WHAT THIS TASK INVOLVES >>
Copy the rows below word for word, leaving out nothing.

Lines of data >>
--------
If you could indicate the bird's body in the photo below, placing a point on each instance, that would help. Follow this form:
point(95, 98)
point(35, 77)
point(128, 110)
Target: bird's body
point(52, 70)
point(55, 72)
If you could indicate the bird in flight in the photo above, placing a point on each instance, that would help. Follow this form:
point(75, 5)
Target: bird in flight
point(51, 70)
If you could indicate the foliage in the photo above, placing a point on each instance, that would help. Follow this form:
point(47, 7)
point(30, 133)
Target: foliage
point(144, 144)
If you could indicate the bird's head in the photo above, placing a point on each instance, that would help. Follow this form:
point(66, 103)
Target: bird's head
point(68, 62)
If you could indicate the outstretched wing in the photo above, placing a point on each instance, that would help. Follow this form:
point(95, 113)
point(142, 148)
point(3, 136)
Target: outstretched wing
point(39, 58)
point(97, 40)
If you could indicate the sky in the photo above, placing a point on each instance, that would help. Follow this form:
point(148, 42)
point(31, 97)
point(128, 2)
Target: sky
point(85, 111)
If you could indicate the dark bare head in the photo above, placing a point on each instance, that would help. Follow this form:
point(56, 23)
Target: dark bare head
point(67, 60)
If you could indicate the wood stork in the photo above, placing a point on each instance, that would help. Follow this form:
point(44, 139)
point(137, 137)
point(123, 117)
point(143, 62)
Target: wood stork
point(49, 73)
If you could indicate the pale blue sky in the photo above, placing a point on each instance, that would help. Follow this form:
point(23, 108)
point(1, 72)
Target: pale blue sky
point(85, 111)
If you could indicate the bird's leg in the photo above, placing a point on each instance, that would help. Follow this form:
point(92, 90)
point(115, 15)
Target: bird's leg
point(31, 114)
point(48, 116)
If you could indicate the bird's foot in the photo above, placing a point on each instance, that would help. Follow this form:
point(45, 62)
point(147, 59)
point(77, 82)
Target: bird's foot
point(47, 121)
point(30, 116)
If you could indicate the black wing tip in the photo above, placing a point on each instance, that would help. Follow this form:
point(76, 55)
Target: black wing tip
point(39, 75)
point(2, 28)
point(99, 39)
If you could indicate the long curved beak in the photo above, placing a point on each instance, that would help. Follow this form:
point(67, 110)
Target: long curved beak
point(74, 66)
--------
WRITTEN SOLUTION >>
If you could indicate the bird's body in the photo below, placing a point on each instance, that would help. Follow this form:
point(95, 98)
point(35, 77)
point(128, 110)
Target: bird's body
point(52, 70)
point(55, 72)
If you could indicate the bird in flight in the photo above, placing a point on each instance, that would help. Follow this form:
point(75, 5)
Target: bird in flight
point(51, 70)
If you could indicate the foliage in the photo above, placing a point on each instance, that would help. Follow this form:
point(47, 7)
point(30, 133)
Target: foliage
point(144, 144)
If you could indicate the bird's head in the photo above, placing a point on each instance, that would help. Follow this form:
point(66, 103)
Target: bird's head
point(68, 62)
If you could indicate the outstretched wing in the photo above, placing a point on each instance, that would help. Follow this form:
point(95, 113)
point(142, 148)
point(3, 136)
Target: outstretched wing
point(39, 58)
point(97, 40)
If you could indicate the sky in the photo above, placing a point on each instance, that would help. Follow this form:
point(148, 42)
point(31, 97)
point(128, 2)
Target: sky
point(85, 111)
If you could indicate the dark bare head in the photo above, placing a point on each instance, that would help. Follow this form:
point(56, 23)
Target: dark bare head
point(67, 60)
If you could indicate the wood stork in the photo above, placing a point on each instance, that would help. Follow this form:
point(44, 139)
point(137, 137)
point(123, 117)
point(143, 62)
Target: wood stork
point(49, 73)
If you could indicate the pale blue sky in the photo above, placing a point on each instance, that would help. Follow this form:
point(23, 108)
point(1, 72)
Target: pale blue sky
point(85, 111)
If you could indicate the bird's leg in the photo above, placing a point on each instance, that would help. Follow this form:
point(92, 90)
point(115, 15)
Target: bird's leg
point(31, 114)
point(48, 116)
If you could indicate the bird's foot in the photo above, placing a point on each instance, that would help. Follow this form:
point(45, 62)
point(147, 59)
point(77, 82)
Target: bird's foot
point(47, 121)
point(30, 116)
If you could indicate the black wing tip in the photo above, placing a point on each instance, that would help. Follow this form:
point(76, 55)
Target: black wing tip
point(39, 75)
point(2, 28)
point(99, 39)
If you could indicate the long curved beak in the photo above, placing a point on each instance, that would help. Follow this form:
point(67, 110)
Target: long curved beak
point(74, 66)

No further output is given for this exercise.